# Reading passage start
# Snow plow for 1999 Geo 4 door Tracker



## wsmm

Any body know of a plow system that will work on a 1999 4dr 4wheel drive GEO Tracker? Prefer power angle if available. Currently using a Meyers plow on a 1990 Chevy 1/2 ton pickup, but would like a smaller vehicle for some of my tight areas. Only used to plow my dirt drive and occasionally plow my brother-in-laws drive. I have a long drove through the woods and open fields about 2,000'.
Thanks,
Bill


----------



## mnglocker

A SnowBear with some custom fabrication?


----------



## jasonv

Ugh, well at least its got a frame. I sure wouldn't want to try plowing with one of those though. Certainly not a 2000 foot drive. That is a hell of a lot of drive for the smallest on-road 4x4 ever made.

And FYI: I used to drive one of those myself.


----------



## theholycow

jasonv;1537197 said:


> Ugh, well at least its got a frame. I sure wouldn't want to try plowing with one of those though. Certainly not a 2000 foot drive. That is a hell of a lot of drive for the smallest on-road 4x4 ever made.
> 
> And FYI: I used to drive one of those myself.


Did you forget the other thread?


theholycow;1514978 said:


> Looks to do a better job than half the one ton pickup plowing videos you see around.


OP, you might want to contact those Youtube users to ask how they're rigged.


----------



## Antlerart06

wsmm;1535276 said:


> Any body know of a plow system that will work on a 1999 4dr 4wheel drive GEO Tracker? Prefer power angle if available. Currently using a Meyers plow on a 1990 Chevy 1/2 ton pickup, but would like a smaller vehicle for some of my tight areas. Only used to plow my dirt drive and occasionally plow my brother-in-laws drive. I have a long drove through the woods and open fields about 2,000'.
> Thanks,
> Bill


I have a Kia Sportage 2Door model and I thought about putting one on and dont think nobody makes mounts For Kia or a GEO 
If I buy one I was going buy the UTV Boss 6.6 Vplow and make it fit

Not much snow last year and this year not looking to good So my V on my kia is on hold


----------



## jasonv

Antlerart06;1537516 said:


> I have a Kia Sportage 2Door model and I thought about putting one on and dont think nobody makes mounts For Kia or a GEO
> If I buy one I was going buy the UTV Boss 6.6 Vplow and make it fit
> 
> Not much snow last year and this year not looking to good So my V on my kia is on hold


I don't think that Kia (Hyundai) has a frame. DON'T DO IT.


----------



## jasonv

theholycow;1537341 said:


> Did you forget the other thread?
> 
> OP, you might want to contact those Youtube users to ask how they're rigged.


Other thread is irrelevant. Its a bad idea in that thread, its a bad idea in this thread. First video was a high traction situation (you can see that it peels all the way down to clear pavement). Second video is a VERY VERY HIGHLY modified vehicle. All bets are off when you get to that extreme. THIRD video is very little snow and he's struggling with it and getting stuck (see video transition hiding his getting stuck).

Those cars are very light, small tires, and very poor traction.


----------



## mnglocker

Sell the tracker and get a compact utility tractor with a blower and be done.


----------



## jasonv

mnglocker;1540151 said:


> Sell the tracker and get a compact utility tractor with a blower and be done.
# Reading passage end
# Data extract start
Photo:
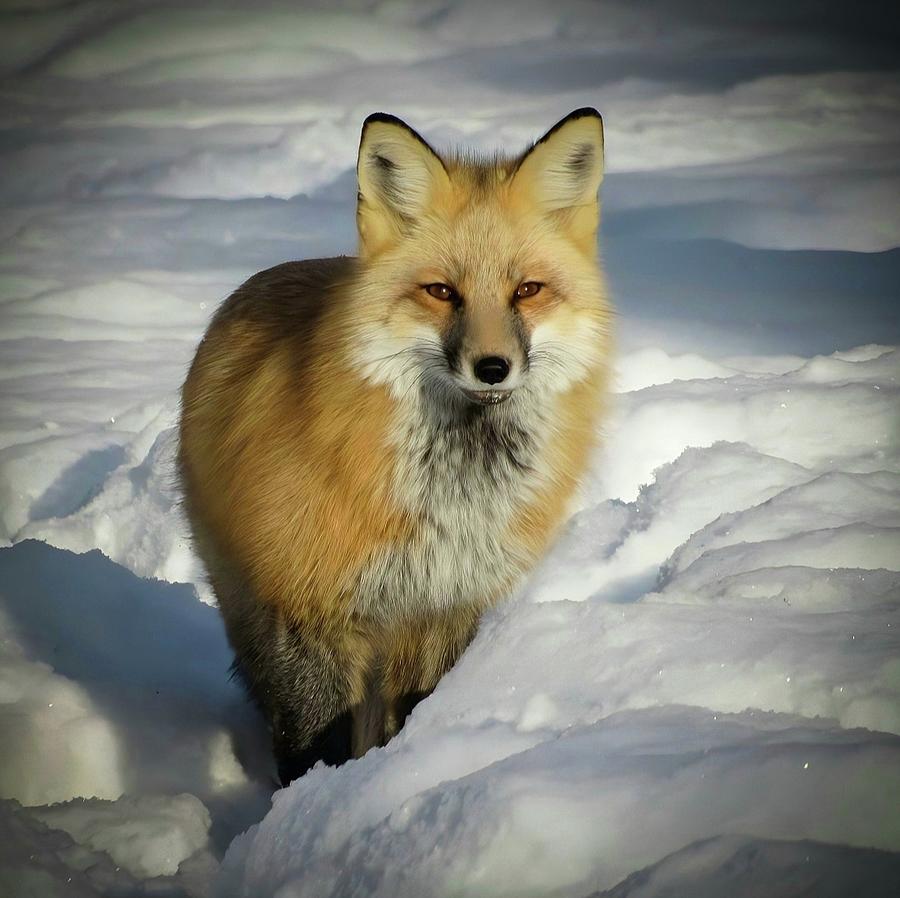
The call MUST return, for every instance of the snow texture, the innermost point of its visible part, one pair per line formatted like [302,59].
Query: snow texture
# Data extract end
What to do ->
**A.** From the snow plow thread above, extract the stretch from "Other thread is" through "his getting stuck).".
**B.** Summarize the snow plow thread in two sentences.

Outputs for the tasks ->
**A.**
Other thread is irrelevant. Its a bad idea in that thread, its a bad idea in this thread. First video was a high traction situation (you can see that it peels all the way down to clear pavement). Second video is a VERY VERY HIGHLY modified vehicle. All bets are off when you get to that extreme. THIRD video is very little snow and he's struggling with it and getting stuck (see video transition hiding his getting stuck).

**B.** A forum user asks for a plow system that will fit a 1999 four-door, four-wheel-drive Geo Tracker, preferably with power angle, to clear a dirt drive of about 2,000 feet. Replies range from suggesting a SnowBear with custom fabrication, to warnings that such vehicles are very light with small tires and very poor traction, to advice to sell the Tracker and get a compact utility tractor with a blower.